- SHORT TASK -
All of the records listed below should be retyped exactly.

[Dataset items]
──────────────────────────────
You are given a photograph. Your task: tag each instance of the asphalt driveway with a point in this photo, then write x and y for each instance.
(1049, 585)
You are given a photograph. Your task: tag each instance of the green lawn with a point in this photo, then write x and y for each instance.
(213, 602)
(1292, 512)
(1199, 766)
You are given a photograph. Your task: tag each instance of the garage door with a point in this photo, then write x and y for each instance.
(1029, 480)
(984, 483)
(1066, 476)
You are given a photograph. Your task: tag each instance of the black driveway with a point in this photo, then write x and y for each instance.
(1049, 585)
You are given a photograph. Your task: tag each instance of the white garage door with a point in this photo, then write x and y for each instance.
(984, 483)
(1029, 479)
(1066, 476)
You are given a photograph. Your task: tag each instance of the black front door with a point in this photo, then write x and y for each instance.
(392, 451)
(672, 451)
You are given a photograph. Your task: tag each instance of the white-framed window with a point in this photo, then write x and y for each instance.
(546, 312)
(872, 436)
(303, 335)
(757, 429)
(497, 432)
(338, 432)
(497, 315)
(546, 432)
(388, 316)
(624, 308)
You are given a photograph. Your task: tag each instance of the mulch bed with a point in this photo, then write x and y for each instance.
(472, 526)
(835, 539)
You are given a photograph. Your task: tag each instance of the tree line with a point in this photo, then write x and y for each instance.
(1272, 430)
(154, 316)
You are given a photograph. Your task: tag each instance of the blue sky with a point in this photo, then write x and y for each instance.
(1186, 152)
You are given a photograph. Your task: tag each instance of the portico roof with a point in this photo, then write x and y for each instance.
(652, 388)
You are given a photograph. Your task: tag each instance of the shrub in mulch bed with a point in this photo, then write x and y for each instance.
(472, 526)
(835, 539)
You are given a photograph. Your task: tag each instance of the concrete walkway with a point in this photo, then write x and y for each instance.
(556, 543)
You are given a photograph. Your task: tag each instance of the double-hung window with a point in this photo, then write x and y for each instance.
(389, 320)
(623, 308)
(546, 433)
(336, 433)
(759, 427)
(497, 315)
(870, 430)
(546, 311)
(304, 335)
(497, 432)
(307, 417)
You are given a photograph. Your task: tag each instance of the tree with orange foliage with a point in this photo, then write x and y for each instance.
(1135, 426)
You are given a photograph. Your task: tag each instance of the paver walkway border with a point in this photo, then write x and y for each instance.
──────────────────────────────
- SOLUTION FOR THIS PROBLEM -
You are given a photograph. Your task: tag each instance of the asphalt driveway with a point in this photo, then write x and y for each instance.
(1049, 585)
You are given a photograph. Your task: tag each instance of the green lawn with a point in this photo, then write x and y for each instance.
(213, 602)
(1292, 512)
(1199, 766)
You are given a photograph. Your task: tag each instance of the garage door with a point in this photo, then write x and y for each instance.
(1029, 480)
(984, 483)
(1066, 476)
You are given a photograph. Your task: tag each instance of the black driveway with a point in this photo, then write x and y for each instance.
(1049, 585)
You are given a photograph. Your task: tag each instance of the white garage door with a point in this photo, then write x and y for each instance.
(984, 483)
(1029, 479)
(1066, 476)
You are given a photograph. Your task: tag each instance of the black front door with a point in this photo, then write x and y for each instance.
(392, 451)
(672, 451)
You are given a photograph. Your task: tag each instance of the white-framed window with a point in this photo, then write x and y for each instance.
(546, 312)
(872, 436)
(303, 335)
(757, 429)
(497, 432)
(338, 432)
(497, 315)
(546, 432)
(388, 316)
(624, 308)
You are given a photograph. Your task: tag each instance of the mulch bed with a point in this photo, then write x and y for each instance.
(472, 526)
(835, 539)
You are given a photograph. Your task: tag each instance of the tree line with a point in this photo, then write x and y for each instance.
(1272, 430)
(154, 316)
You are given a photograph. Your task: tag each instance of the blue sky with a point in this photo, then write x and y for each instance.
(1186, 152)
You are given a photograph. Your task: tag each instance of the portico roof with a point in this photo, then write x and y for each instance.
(652, 388)
You are given a photograph. Your task: tag each instance of the shrub in mulch bed with a point in this photo, then write x and y for each instance.
(472, 526)
(835, 539)
You are given a photograph. Your task: tag each instance of the concrete walkway with a point in this photo, then write x and y for each instance.
(556, 543)
You are given a photograph. Your task: tag each instance of the double-hung window with a point in this photo, then write x and y for each instance.
(389, 320)
(623, 308)
(546, 433)
(336, 433)
(759, 427)
(497, 315)
(870, 430)
(546, 311)
(304, 335)
(497, 432)
(307, 417)
You are given a photograph. Your task: tag each instance of the tree with orange foliage with a point in this photo, then write x and y for each instance.
(1135, 426)
You are given a photograph. Your task: tag each instance of the paver walkway border with a point in this photo, then write x and y for each instance.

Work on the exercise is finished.